# TO-DO LIST
a. In the LDAP troubleshooting account, what link speed and duplex did the firewall's interface settle on after the renegotiation?
b. Repeat the LDAP troubleshooting account word for word, from "After a long" up to and including "does the firewall.".

# PAGE
::::
After a long and fruitless hour trying to figure out if the LDAP server had suddenly decided that SSL was for suckers and chumps, I finally thought to run tcpdump on the client, the LDAP server and the firewall (which sits between the two). And there it was, plain as day:
- 3-way handshake
- client says "I speak SSL!"
- server says "I speak SSL too! Here you go!"
- but the client never sees that packet
- and neither does the firewall.
Near as I can figure, this was the sequence of events:
- We SSH'd from the firewall, with its two bridged Intel GigE jumbo-enabled NICs
- to the console server, which only does 10/100
- which somehow prompted a renegotiation of the link speed on the firewall's interface
- which settled on 100 MBit, full duplex, but with jumbo frames
- which the switch saw as completely bogus
- which prompted the switch to (silently, natch) drop all jumbo frames directed at the firewall's outside interface
- which, in the context of an LDAP lookup done by a client inside the firewall, meant that the first packet that failed was the "I speak SSL too! Here you go!" packet
- which left the client with an established TCP connection to the LDAP server, waiting for a certificate
- which meant that it never actually failed over to the other LDAP server.
::::
# PROVIDED DATA
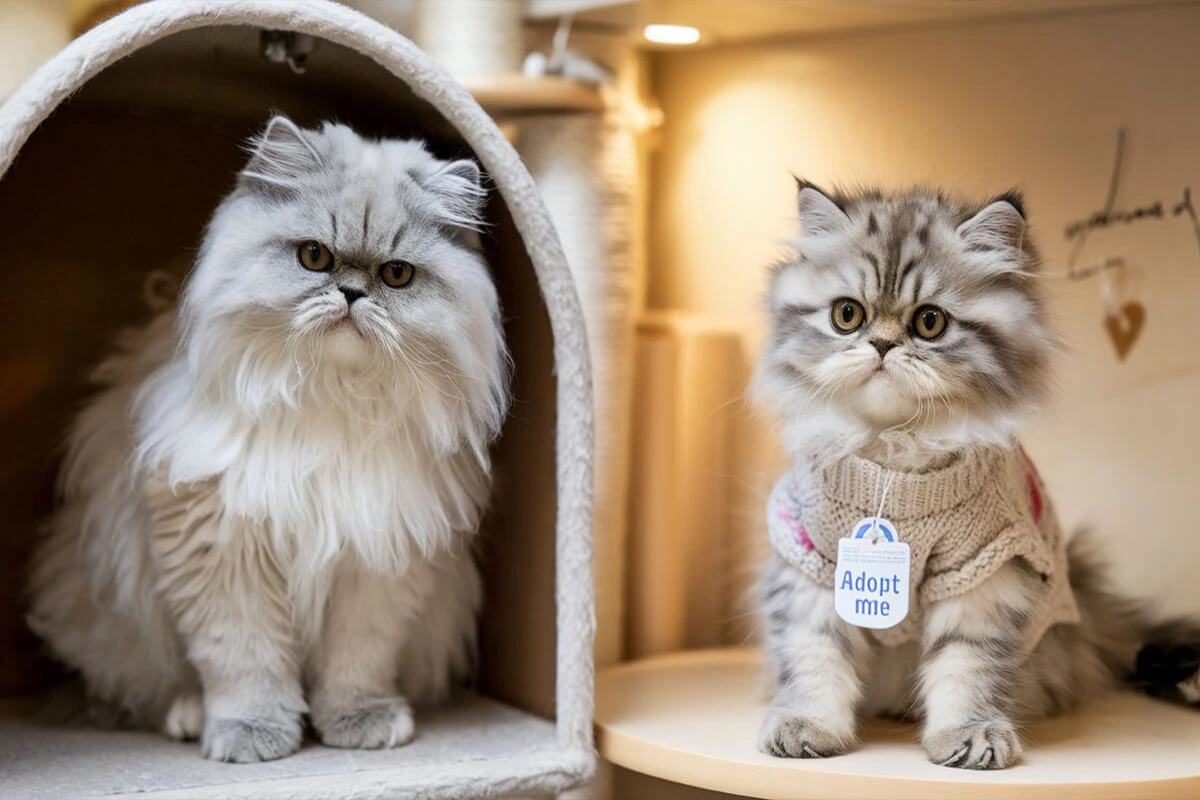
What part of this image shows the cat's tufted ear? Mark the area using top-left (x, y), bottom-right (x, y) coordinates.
top-left (796, 179), bottom-right (850, 237)
top-left (418, 158), bottom-right (487, 231)
top-left (240, 115), bottom-right (322, 190)
top-left (958, 192), bottom-right (1025, 253)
::::
# SOLUTIONS PER TASK
a. 100 MBit, full duplex, but with jumbo frames.

b.
After a long and fruitless hour trying to figure out if the LDAP server had suddenly decided that SSL was for suckers and chumps, I finally thought to run tcpdump on the client, the LDAP server and the firewall (which sits between the two). And there it was, plain as day:
- 3-way handshake
- client says "I speak SSL!"
- server says "I speak SSL too! Here you go!"
- but the client never sees that packet
- and neither does the firewall.